▸ **Aim**:
Update the lines below so that every occurrence of "formatted sample" reads "reference outline". Leave everything else unchanged.

========================

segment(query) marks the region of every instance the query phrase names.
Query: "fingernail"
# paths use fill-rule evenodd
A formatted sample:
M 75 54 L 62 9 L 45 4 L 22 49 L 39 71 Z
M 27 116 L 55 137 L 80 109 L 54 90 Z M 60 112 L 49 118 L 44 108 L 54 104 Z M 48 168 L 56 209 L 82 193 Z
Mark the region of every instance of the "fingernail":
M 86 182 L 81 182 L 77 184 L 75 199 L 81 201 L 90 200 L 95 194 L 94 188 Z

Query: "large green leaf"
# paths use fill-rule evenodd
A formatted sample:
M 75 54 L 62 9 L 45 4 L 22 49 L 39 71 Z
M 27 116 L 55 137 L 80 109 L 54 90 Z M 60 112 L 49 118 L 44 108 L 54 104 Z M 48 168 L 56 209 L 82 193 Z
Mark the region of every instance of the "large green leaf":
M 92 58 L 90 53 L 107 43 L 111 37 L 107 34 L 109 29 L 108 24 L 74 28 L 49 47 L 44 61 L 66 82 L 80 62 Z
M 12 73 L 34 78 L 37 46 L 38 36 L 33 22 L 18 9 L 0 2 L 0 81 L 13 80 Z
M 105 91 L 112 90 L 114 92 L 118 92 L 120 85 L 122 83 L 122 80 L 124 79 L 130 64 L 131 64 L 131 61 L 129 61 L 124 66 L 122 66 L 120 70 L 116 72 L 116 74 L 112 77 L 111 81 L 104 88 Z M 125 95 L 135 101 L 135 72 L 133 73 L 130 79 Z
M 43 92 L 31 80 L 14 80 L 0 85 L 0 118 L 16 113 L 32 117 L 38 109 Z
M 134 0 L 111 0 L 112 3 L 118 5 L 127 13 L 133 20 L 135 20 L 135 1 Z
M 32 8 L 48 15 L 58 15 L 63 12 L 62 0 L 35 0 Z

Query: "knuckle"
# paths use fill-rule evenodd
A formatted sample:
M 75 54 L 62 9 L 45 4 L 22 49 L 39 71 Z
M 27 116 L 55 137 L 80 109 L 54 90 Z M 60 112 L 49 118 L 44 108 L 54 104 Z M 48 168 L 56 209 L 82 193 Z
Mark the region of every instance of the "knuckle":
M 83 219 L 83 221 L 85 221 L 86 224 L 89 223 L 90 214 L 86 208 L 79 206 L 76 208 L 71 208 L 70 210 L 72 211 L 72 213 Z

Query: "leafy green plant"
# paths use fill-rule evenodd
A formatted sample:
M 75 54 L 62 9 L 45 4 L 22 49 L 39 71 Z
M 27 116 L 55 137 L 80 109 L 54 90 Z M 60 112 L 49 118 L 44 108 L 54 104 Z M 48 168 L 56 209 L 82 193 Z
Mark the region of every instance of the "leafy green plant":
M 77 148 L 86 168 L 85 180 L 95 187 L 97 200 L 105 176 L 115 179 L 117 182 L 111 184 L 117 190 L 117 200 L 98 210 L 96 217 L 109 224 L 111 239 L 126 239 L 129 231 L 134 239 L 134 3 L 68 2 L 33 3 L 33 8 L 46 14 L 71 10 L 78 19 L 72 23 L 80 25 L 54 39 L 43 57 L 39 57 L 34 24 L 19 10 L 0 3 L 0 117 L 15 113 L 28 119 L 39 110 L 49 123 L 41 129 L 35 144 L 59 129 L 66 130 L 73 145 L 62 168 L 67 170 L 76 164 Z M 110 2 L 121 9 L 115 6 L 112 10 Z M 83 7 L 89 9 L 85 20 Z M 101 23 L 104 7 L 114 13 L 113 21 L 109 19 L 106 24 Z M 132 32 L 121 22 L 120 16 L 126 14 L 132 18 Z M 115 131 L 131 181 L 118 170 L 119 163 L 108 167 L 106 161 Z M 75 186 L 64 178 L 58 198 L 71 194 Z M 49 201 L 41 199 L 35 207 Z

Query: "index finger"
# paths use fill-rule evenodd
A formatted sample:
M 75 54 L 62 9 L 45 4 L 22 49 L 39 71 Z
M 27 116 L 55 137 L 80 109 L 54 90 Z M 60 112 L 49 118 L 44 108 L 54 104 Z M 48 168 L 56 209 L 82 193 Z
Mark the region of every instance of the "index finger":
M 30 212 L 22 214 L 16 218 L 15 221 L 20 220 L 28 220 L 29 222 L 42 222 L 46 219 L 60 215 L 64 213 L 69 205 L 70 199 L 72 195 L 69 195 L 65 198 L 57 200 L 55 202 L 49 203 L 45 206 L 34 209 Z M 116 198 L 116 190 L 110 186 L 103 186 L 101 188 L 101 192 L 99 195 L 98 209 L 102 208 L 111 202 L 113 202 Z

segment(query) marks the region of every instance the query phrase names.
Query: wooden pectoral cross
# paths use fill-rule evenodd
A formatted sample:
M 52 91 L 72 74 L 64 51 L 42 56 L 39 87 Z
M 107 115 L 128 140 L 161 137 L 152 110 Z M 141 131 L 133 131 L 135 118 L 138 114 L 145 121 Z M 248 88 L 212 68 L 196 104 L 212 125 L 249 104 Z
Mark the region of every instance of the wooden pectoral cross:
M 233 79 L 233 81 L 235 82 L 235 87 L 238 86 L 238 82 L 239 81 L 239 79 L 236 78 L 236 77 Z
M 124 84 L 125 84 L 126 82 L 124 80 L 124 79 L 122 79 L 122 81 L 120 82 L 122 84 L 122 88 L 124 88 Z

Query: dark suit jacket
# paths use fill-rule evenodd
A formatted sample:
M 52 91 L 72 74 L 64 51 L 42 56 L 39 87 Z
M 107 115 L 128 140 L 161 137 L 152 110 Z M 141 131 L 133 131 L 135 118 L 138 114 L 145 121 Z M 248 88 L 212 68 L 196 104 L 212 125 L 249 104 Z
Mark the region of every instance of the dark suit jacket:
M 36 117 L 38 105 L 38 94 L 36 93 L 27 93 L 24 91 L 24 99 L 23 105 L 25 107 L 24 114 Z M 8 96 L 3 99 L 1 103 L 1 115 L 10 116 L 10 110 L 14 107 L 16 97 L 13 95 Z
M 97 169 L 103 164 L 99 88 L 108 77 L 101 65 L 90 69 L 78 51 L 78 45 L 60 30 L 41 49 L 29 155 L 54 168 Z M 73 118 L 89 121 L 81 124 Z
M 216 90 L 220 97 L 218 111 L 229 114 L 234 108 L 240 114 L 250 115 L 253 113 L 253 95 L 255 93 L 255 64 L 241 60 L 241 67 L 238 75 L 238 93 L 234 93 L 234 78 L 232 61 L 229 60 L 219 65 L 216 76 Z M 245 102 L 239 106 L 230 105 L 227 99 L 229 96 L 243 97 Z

========================

▸ **Answer to the problem**:
segment(query) marks the region of every instance the query phrase names.
Query: "fingernail"
# paths use fill-rule evenodd
A reference outline:
M 75 54 L 62 9 L 45 4 L 22 49 L 39 71 Z
M 27 116 L 55 137 L 80 109 L 54 90 Z M 60 112 L 49 118 L 44 108 L 54 104 Z M 48 168 L 56 209 L 82 193 Z
Mark the region of every instance of the "fingernail":
M 86 182 L 81 182 L 77 184 L 75 199 L 81 201 L 90 200 L 95 194 L 94 188 Z

Query: "large green leaf"
# paths use fill-rule evenodd
A reference outline:
M 75 54 L 62 9 L 45 4 L 22 49 L 39 71 Z
M 27 116 L 55 137 L 80 109 L 54 90 Z M 60 112 L 49 118 L 44 108 L 54 104 Z M 48 168 L 56 209 L 82 193 Z
Mark the region of every instance of the "large green leaf":
M 92 58 L 90 53 L 107 43 L 111 37 L 107 34 L 109 29 L 108 24 L 74 28 L 49 47 L 44 61 L 66 82 L 80 62 Z
M 12 73 L 34 78 L 37 46 L 38 36 L 33 22 L 18 9 L 0 2 L 0 81 L 13 80 Z
M 105 91 L 112 90 L 114 92 L 118 92 L 120 85 L 122 83 L 122 80 L 124 79 L 130 64 L 131 64 L 131 61 L 129 61 L 124 66 L 122 66 L 120 70 L 116 72 L 116 74 L 112 77 L 111 81 L 104 88 Z M 125 95 L 135 101 L 135 72 L 133 73 L 130 79 Z
M 43 92 L 31 80 L 14 80 L 0 85 L 0 118 L 16 113 L 32 117 L 38 109 Z
M 134 0 L 111 0 L 112 3 L 118 5 L 127 13 L 133 20 L 135 20 L 135 1 Z
M 32 8 L 48 15 L 58 15 L 63 12 L 62 0 L 35 0 Z

Query: "knuckle"
# paths use fill-rule evenodd
A reference outline:
M 75 54 L 62 9 L 45 4 L 22 49 L 39 71 Z
M 27 116 L 55 137 L 80 109 L 54 90 Z M 60 112 L 49 118 L 44 108 L 54 104 Z M 48 168 L 56 209 L 82 193 Z
Mark the region of every instance of the "knuckle":
M 83 219 L 83 221 L 85 221 L 86 224 L 89 223 L 90 214 L 86 208 L 79 206 L 76 208 L 71 208 L 70 210 L 72 211 L 72 213 Z

Query: "leafy green plant"
# paths use fill-rule evenodd
A reference outline:
M 75 54 L 62 9 L 45 4 L 22 49 L 39 71 Z
M 27 116 L 55 137 L 80 109 L 54 90 Z M 60 112 L 49 118 L 44 108 L 54 104 Z M 48 168 L 56 209 L 82 193 Z
Mark the region of every instance of the "leafy green plant":
M 77 148 L 86 168 L 85 180 L 95 187 L 97 200 L 105 176 L 115 179 L 117 182 L 111 184 L 117 190 L 117 200 L 98 210 L 96 217 L 109 224 L 111 239 L 126 239 L 129 231 L 134 239 L 134 3 L 68 2 L 33 3 L 33 8 L 46 14 L 71 10 L 78 19 L 72 23 L 80 25 L 54 39 L 43 57 L 39 57 L 34 24 L 19 10 L 0 3 L 0 117 L 15 113 L 28 119 L 39 110 L 49 123 L 41 129 L 35 144 L 59 129 L 66 130 L 73 145 L 62 168 L 67 170 L 76 164 Z M 110 2 L 121 9 L 115 6 L 112 10 Z M 83 7 L 89 9 L 85 20 Z M 101 23 L 104 7 L 114 13 L 113 21 L 109 19 L 106 24 Z M 132 32 L 121 22 L 120 16 L 126 14 L 132 18 Z M 115 131 L 131 181 L 118 170 L 119 163 L 108 167 L 106 161 Z M 75 186 L 64 178 L 58 198 L 71 194 Z M 49 201 L 41 199 L 35 207 Z

Query: "index finger"
# paths use fill-rule evenodd
A reference outline:
M 75 54 L 62 9 L 45 4 L 22 49 L 39 71 Z
M 27 116 L 55 137 L 80 109 L 54 90 Z M 60 112 L 49 118 L 44 108 L 54 104 Z M 48 168 L 56 209 L 82 193 Z
Mark the region of every instance of the "index finger":
M 30 212 L 22 214 L 16 218 L 15 221 L 20 220 L 28 220 L 29 222 L 42 222 L 46 219 L 60 215 L 64 213 L 69 205 L 70 199 L 72 195 L 69 195 L 65 198 L 57 200 L 55 202 L 49 203 L 45 206 L 34 209 Z M 116 198 L 116 190 L 110 186 L 103 186 L 101 188 L 101 192 L 99 195 L 98 209 L 102 208 L 111 202 L 113 202 Z

segment(query) marks the region of every instance the query phrase names.
Query: wooden pectoral cross
# paths use fill-rule evenodd
A reference outline:
M 52 91 L 72 74 L 64 51 L 42 56 L 39 87 Z
M 107 115 L 128 140 L 161 137 L 152 110 Z M 141 131 L 133 131 L 135 118 L 138 114 L 145 121 Z M 248 88 L 212 68 L 196 104 L 212 125 L 249 104 Z
Mark the region of every instance of the wooden pectoral cross:
M 233 79 L 233 81 L 235 82 L 235 87 L 238 86 L 238 82 L 239 81 L 239 79 L 236 78 L 236 77 Z
M 124 84 L 125 84 L 126 82 L 124 80 L 124 79 L 122 79 L 122 81 L 120 82 L 122 84 L 122 88 L 124 88 Z

Query: dark suit jacket
# paths use fill-rule evenodd
A reference outline:
M 52 91 L 72 74 L 64 51 L 42 56 L 39 87 Z
M 107 115 L 128 140 L 161 137 L 152 110 Z M 141 131 L 133 131 L 135 118 L 138 114 L 145 121 Z M 248 88 L 212 68 L 196 104 L 212 125 L 249 104 Z
Mark the region of every instance of the dark suit jacket:
M 36 117 L 38 105 L 38 94 L 36 93 L 27 93 L 24 91 L 24 99 L 23 105 L 25 107 L 24 114 Z M 8 96 L 3 99 L 1 103 L 1 115 L 10 116 L 10 110 L 14 107 L 16 97 L 13 95 Z
M 97 169 L 103 164 L 99 88 L 108 77 L 101 65 L 90 69 L 78 51 L 78 45 L 60 30 L 41 49 L 29 155 L 54 168 Z M 73 118 L 89 121 L 81 124 Z
M 216 90 L 220 97 L 218 111 L 229 114 L 234 108 L 240 114 L 250 115 L 253 113 L 253 95 L 255 93 L 255 64 L 241 60 L 241 67 L 238 75 L 238 93 L 234 93 L 234 78 L 232 61 L 229 60 L 219 65 L 216 76 Z M 245 102 L 239 106 L 230 105 L 227 99 L 229 96 L 243 97 Z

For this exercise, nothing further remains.